◆ **What needs to be done**:
Find the line that contains "Each instance of the shop" in the entries below. Output it and each later line exactly, and nothing else.

[Start of section]

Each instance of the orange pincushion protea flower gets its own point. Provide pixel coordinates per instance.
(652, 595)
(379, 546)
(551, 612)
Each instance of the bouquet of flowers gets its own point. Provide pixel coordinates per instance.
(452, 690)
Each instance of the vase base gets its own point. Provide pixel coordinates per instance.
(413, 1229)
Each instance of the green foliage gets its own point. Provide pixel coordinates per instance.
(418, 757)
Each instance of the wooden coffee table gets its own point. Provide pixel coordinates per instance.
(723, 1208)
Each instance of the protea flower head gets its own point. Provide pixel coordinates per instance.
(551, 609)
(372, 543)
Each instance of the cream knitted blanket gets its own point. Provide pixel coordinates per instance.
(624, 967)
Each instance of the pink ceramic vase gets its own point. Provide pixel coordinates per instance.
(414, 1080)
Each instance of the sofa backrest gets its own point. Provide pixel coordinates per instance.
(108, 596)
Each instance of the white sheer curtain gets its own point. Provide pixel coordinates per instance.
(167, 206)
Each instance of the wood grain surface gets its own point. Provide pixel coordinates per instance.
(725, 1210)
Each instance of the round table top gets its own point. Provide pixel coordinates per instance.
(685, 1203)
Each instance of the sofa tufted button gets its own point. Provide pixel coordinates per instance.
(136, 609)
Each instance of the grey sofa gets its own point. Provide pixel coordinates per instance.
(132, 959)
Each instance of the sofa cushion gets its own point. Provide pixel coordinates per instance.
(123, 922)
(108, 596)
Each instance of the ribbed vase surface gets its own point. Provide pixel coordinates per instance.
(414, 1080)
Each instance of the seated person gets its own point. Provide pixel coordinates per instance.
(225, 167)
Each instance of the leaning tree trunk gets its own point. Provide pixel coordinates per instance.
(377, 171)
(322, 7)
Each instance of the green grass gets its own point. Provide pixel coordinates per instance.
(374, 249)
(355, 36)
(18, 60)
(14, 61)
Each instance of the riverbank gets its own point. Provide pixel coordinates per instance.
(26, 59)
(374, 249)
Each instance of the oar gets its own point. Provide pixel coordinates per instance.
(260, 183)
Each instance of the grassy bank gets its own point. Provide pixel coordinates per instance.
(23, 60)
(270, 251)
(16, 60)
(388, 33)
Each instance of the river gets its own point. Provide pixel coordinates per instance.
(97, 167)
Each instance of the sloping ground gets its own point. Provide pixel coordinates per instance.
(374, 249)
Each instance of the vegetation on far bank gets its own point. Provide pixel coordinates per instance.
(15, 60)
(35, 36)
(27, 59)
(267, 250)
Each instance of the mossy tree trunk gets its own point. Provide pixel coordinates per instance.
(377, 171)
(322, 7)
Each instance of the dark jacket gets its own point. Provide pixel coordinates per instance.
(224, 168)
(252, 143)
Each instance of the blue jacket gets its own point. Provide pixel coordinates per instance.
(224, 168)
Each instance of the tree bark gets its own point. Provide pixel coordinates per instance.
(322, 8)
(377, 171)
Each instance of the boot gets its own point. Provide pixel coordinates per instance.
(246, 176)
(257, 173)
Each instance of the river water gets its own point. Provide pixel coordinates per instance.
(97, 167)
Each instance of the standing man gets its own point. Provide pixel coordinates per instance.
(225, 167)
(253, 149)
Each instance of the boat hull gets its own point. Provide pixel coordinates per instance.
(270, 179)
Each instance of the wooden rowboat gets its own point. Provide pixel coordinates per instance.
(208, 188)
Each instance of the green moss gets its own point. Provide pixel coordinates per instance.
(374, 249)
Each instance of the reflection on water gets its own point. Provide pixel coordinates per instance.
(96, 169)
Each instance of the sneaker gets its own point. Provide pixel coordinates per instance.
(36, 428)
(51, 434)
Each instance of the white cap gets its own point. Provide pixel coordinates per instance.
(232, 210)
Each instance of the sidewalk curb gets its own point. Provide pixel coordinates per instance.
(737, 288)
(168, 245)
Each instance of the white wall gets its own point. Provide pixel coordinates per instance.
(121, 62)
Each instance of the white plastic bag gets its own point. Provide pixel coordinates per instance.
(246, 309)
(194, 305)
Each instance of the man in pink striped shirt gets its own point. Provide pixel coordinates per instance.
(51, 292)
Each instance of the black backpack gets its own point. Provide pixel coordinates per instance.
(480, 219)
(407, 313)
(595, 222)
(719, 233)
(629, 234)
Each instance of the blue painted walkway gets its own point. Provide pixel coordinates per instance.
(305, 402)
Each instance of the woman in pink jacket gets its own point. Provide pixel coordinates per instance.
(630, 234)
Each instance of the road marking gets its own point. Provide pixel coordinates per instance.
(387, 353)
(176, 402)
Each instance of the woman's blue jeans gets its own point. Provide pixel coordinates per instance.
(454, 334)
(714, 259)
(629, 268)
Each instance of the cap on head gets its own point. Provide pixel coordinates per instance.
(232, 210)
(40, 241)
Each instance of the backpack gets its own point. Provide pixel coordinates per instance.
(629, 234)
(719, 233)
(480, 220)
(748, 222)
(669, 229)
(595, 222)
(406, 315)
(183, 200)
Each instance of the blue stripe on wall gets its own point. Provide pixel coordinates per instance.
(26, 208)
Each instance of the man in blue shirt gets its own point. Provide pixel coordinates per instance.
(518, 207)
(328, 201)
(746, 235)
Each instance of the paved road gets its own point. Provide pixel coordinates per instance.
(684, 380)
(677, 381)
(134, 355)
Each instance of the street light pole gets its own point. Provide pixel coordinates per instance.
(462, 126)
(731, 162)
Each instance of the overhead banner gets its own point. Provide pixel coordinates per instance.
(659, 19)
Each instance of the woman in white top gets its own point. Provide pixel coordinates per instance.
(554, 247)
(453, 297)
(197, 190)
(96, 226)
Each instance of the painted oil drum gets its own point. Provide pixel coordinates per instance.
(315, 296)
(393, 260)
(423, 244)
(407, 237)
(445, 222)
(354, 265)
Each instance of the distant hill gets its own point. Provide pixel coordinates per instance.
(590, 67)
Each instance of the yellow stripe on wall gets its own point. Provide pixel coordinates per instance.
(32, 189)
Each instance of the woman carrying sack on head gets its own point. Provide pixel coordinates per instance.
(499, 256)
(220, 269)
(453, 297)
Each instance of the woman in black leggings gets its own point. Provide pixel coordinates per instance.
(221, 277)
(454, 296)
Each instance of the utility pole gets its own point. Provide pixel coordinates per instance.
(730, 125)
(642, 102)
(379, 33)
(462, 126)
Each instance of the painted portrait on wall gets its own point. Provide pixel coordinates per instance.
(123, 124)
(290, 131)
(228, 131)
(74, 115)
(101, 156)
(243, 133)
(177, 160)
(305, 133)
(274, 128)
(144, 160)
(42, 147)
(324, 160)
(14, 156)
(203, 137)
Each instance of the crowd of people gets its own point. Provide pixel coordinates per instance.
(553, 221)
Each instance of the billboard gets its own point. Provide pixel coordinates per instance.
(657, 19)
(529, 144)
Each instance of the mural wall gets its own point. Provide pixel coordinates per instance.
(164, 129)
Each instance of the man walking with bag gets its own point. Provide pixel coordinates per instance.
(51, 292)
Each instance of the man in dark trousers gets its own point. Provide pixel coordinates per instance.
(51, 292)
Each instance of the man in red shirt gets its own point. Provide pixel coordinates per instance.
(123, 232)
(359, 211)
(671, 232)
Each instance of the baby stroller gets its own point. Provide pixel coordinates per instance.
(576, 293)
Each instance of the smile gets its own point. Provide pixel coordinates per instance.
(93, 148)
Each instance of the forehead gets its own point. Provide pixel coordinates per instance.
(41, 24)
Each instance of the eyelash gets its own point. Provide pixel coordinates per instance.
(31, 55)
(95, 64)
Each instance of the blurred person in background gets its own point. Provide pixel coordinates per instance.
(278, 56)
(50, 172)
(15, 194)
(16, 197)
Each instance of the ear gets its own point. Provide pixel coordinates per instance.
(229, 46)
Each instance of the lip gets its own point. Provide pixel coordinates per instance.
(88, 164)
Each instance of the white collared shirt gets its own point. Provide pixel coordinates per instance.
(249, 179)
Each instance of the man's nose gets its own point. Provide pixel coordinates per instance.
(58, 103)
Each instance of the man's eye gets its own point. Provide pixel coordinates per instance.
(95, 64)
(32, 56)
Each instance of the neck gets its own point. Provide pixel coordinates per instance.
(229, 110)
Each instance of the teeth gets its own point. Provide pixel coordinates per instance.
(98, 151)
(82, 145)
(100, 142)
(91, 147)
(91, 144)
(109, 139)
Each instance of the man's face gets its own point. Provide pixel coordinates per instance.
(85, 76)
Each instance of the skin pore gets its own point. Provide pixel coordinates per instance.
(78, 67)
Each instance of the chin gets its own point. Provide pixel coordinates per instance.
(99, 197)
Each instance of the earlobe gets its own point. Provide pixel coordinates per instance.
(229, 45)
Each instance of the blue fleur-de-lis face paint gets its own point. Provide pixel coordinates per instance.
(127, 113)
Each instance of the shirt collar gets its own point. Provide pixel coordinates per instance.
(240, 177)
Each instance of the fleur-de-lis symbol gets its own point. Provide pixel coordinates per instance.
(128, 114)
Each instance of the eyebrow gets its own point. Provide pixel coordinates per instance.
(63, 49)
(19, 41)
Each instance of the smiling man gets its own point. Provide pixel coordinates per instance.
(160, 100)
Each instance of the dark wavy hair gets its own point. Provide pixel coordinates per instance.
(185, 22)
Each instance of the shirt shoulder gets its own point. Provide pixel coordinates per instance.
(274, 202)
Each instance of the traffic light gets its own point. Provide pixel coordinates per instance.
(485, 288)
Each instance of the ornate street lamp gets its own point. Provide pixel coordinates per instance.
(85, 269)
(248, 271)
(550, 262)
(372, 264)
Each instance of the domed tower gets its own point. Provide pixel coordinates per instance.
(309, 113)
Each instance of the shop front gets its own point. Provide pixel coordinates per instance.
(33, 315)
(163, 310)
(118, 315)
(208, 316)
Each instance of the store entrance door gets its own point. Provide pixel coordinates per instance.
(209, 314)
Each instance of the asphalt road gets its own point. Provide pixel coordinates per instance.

[End of section]

◆ **Solution below**:
Each instance of the shop front gets its own point. Provide pixel coordinates per instance.
(33, 315)
(163, 310)
(118, 315)
(208, 316)
Each instance of the store entrance door gets its own point. Provide pixel coordinates per instance.
(209, 314)
Each instance of the asphalt road gets its own point. Provide pixel coordinates per instance.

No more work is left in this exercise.